Your instructions:
Tally up how many lines in the listing below contain the string "mound", and give only the total.

----

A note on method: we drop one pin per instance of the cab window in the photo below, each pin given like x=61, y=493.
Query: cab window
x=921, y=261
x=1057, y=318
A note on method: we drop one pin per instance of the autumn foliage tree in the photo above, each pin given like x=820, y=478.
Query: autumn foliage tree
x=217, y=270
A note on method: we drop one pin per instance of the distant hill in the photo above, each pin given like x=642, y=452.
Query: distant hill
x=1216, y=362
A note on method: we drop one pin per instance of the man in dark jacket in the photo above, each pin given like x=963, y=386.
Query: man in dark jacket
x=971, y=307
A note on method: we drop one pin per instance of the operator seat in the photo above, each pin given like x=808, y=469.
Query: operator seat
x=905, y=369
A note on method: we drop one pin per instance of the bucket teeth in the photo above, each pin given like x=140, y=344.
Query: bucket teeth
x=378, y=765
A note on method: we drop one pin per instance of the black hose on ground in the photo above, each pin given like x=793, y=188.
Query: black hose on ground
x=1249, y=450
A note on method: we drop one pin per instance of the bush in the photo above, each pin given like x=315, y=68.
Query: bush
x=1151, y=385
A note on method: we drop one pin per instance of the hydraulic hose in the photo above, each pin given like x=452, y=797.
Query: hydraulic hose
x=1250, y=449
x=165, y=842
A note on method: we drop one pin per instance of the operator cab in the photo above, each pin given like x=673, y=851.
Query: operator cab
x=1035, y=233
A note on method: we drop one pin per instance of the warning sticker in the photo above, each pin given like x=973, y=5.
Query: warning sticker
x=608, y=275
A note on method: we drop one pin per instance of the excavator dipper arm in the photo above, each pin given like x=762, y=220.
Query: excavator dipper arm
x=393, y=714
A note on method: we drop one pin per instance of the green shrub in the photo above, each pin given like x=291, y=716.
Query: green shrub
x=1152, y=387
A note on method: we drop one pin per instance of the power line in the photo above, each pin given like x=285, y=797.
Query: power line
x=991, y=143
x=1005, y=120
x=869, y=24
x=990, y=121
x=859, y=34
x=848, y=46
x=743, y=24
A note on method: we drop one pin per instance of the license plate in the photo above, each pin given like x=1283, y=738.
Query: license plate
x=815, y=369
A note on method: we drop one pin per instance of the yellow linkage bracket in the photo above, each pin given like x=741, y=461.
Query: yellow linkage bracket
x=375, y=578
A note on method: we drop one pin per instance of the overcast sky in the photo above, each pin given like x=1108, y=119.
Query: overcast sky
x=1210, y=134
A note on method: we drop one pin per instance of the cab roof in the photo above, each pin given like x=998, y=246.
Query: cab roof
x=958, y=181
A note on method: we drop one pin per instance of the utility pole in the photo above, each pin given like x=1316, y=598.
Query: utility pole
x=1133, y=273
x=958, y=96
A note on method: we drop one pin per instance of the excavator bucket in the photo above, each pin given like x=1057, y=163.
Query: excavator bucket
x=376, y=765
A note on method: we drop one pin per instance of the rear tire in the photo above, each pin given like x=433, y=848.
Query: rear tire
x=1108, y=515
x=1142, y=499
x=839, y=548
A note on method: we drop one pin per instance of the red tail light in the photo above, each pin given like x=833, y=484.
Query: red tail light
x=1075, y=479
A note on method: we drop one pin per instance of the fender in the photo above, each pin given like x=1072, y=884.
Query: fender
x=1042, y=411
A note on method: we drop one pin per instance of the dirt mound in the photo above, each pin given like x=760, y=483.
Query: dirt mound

----

Task solution:
2